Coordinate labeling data

========================================================================

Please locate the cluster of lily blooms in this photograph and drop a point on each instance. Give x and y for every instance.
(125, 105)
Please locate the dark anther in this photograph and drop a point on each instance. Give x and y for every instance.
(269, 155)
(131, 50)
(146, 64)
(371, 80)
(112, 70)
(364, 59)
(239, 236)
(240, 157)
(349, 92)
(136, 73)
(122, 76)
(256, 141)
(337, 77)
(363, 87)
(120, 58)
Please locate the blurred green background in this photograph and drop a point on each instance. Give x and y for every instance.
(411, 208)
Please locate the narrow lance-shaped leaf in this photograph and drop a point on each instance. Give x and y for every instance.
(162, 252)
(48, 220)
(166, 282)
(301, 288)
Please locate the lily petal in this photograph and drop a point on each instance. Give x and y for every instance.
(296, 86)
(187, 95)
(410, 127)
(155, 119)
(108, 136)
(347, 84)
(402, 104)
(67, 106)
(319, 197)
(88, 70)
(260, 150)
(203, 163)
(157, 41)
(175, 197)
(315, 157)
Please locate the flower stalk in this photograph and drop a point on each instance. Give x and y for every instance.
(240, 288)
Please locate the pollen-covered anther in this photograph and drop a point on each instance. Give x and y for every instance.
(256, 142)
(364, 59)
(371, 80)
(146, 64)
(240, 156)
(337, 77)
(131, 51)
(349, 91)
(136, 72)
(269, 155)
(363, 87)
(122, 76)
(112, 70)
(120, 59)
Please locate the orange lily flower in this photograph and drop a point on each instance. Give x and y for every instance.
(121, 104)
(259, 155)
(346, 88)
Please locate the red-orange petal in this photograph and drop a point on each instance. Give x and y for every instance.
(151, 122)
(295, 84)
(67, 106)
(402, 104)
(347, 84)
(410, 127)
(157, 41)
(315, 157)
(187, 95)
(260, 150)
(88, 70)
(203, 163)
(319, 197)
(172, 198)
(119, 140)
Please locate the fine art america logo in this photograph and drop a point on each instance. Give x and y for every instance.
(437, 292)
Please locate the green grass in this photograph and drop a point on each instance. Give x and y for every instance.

========================================================================

* The problem:
Word for word, quote the lines from the line containing "Please locate the blurred" through the end of the material, both included, and nothing else.

* Task output:
Please locate the blurred green background in this photograph and drop a point on each instance. Give x and y for every instance.
(411, 208)
Please locate the narrow lance-shaped leaf in this photograph and drop a point on each instance. Give x and y for every instance.
(162, 252)
(48, 220)
(166, 282)
(301, 288)
Please locate the lily petal in this photograph and drop a point on each instance. Give x and y for every instance.
(296, 86)
(187, 95)
(410, 127)
(155, 119)
(108, 136)
(347, 84)
(402, 104)
(67, 106)
(319, 197)
(88, 70)
(260, 150)
(203, 163)
(157, 41)
(175, 197)
(315, 157)
Please locate the flower stalk in this photograph and drop a point on each instance. Give x and y for every instance.
(240, 288)
Please locate the pollen-covered anther in this photograph and drop a point on each instance. Give x and y for every instance.
(256, 142)
(364, 59)
(371, 80)
(146, 64)
(240, 156)
(337, 77)
(131, 51)
(349, 91)
(136, 72)
(269, 155)
(363, 87)
(122, 76)
(112, 70)
(120, 59)
Please locate the orange lily flower in this photograph and drop a point on each instance. Give x and y for every instance.
(121, 104)
(259, 155)
(346, 88)
Please locate the red-orange petal in this photograph and drop a point on each instance. Give x and y for every instance.
(151, 122)
(295, 84)
(67, 106)
(402, 104)
(347, 84)
(410, 127)
(157, 41)
(315, 157)
(187, 95)
(260, 150)
(88, 70)
(203, 163)
(319, 197)
(172, 198)
(119, 140)
Please locate the fine art america logo in this photograph and drop a point on each instance. Give x and y for every instance.
(437, 292)
Please locate the green grass in this photograph and drop a point on each instance. Give x and y for every instance.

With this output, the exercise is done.